Problem description
Repeat every line of the listing below exactly, minus the pictures.

[Position annotation records]
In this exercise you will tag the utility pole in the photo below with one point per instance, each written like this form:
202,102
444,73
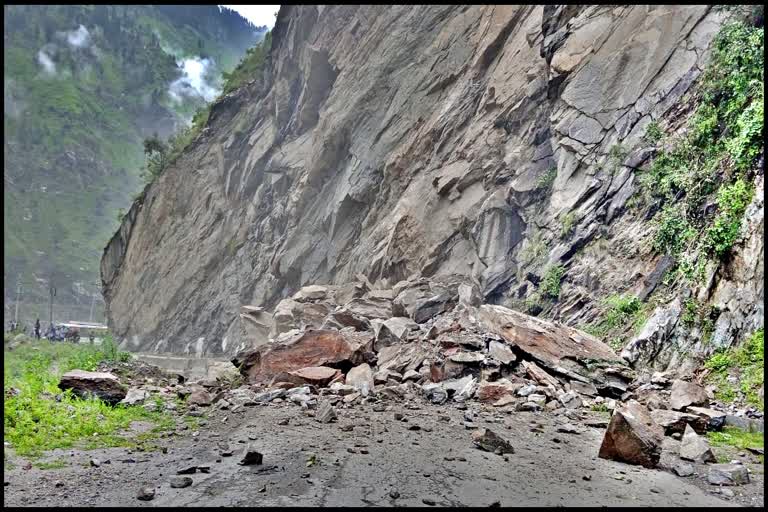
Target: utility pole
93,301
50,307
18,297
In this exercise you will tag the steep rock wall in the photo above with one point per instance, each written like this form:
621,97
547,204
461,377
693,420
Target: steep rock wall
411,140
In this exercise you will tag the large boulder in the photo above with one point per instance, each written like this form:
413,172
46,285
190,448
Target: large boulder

Result for this exercise
In this exercise you will tag the utility pole in the photo below with one point per instance, each written like this form:
202,102
444,73
Target: utility pole
93,301
50,307
18,297
In this exercise you will tag the steep rock wall in the photo above with one point per instance, each written like this form:
621,97
547,204
461,377
693,420
Target: steep rock wall
411,140
In this exercise you will tag the large boulder in the photo above with one point per instance, each written like this form:
413,172
46,285
190,448
Target: large boulder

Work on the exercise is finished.